* **WORK TO BE COMPLETED**
Present the entries below as a numbered list, leaving out any blank lines.

* **RECORDS TO USE**
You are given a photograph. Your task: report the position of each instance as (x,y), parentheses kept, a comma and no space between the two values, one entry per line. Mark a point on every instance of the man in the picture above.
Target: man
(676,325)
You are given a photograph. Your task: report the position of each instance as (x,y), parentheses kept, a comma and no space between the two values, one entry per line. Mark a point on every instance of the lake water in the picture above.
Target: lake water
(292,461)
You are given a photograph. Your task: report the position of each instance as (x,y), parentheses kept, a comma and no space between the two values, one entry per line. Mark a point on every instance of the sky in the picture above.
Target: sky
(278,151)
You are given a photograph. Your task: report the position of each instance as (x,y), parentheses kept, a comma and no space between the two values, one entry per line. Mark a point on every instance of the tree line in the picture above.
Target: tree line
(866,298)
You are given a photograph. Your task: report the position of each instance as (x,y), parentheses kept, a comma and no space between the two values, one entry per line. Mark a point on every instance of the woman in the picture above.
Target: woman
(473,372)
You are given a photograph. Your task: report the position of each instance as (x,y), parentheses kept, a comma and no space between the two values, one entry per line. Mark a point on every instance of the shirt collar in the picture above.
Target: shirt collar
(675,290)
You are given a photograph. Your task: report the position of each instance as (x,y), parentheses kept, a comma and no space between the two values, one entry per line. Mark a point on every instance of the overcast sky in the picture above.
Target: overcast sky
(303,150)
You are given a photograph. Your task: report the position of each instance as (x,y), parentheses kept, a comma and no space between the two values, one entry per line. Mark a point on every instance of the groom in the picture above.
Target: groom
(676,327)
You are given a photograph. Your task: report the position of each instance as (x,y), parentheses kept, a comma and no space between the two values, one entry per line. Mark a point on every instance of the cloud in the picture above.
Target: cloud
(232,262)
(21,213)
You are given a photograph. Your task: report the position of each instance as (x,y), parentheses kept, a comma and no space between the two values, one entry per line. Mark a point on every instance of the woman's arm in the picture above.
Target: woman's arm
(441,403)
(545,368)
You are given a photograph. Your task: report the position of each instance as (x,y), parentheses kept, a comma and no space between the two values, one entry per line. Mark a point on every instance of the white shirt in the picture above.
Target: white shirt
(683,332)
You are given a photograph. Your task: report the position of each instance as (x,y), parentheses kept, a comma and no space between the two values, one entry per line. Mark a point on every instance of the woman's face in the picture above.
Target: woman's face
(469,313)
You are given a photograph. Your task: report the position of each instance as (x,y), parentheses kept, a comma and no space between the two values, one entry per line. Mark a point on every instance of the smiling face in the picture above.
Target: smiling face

* **EXERCISE SOLUTION**
1. You are given a photograph. Your task: report the position of each instance as (x,y), parentheses kept, a comma and no space between the two values, one entry per line. Mark a point on every instance of the man in the picture above.
2. Target: man
3. (676,325)
4. You are given a photograph. Your task: report the position of each instance as (x,y), parentheses kept, a comma and no space between the two values, one entry per line. Mark a point on every instance of the lake water in the picture above.
5. Target: lake water
6. (292,461)
7. You are given a photograph. Your task: report the position of each instance as (x,y), parentheses kept, a comma and no space between the two values, one entry per line. Mark a point on every instance of the sky in the picture above.
8. Target: sky
9. (278,151)
10. You are given a photograph. Your task: report the position of each instance as (x,y), parentheses kept, a comma and no space between the two values, one entry per line. Mark a point on every instance of the tree line in the picture above.
11. Target: tree line
12. (866,298)
13. You are given a photograph. Your task: report the position of each instance as (x,y), parentheses kept, a comma and no space between the two values, one entry per line. Mark a point on every instance of the woman in the picture above.
14. Target: woman
15. (473,372)
16. You are given a photograph. Your task: report the position of each instance as (x,y), parentheses kept, a comma and no space between the two values, one entry per line. Mark a point on every instance of the shirt collar in the picture above.
17. Target: shirt collar
18. (675,290)
19. You are given a photograph. Your task: report the position of each instance as (x,y), parentheses kept, a comma and no space between the two values, one entry per line. Mark a point on every instance of the overcast sky in the picture above.
20. Target: overcast sky
21. (303,150)
22. You are given a photograph. Your task: report the position of each instance as (x,y), parentheses kept, a comma and no space between the two values, one entry per line. Mark a point on every instance of the groom in the picture above.
23. Target: groom
24. (676,327)
25. You are given a photograph. Your task: report the position of each instance as (x,y), parentheses kept, a comma and no space between the two values, one entry per line. Mark a point on every instance of the cloud in the picture above.
26. Target: cloud
27. (232,262)
28. (21,213)
29. You are given a photograph. Your task: report the position of each instance as (x,y), parentheses kept, a comma and no space between the two values, one entry per line. Mark a point on every instance of the woman's arm in the picture above.
30. Target: woman's arm
31. (441,403)
32. (545,368)
33. You are given a photograph. Your task: report the position of each instance as (x,y), parentheses kept, a comma and no space between the two values, one entry per line. Mark a point on every instance of the white shirt in the picture above.
34. Target: white shirt
35. (683,332)
36. You are given a photograph. Your task: report the position of each instance as (x,y), parentheses kept, a comma and no space between the two values, one entry per line. Mark a point on every instance of the woman's face in the picture above.
37. Target: woman's face
38. (469,313)
39. You are given a photograph. Your task: report the position of each instance as (x,y), parentheses kept, a comma and no space between the two values, one entry per line. Mark a point on every instance of the smiling face in the picture above.
40. Target: smiling face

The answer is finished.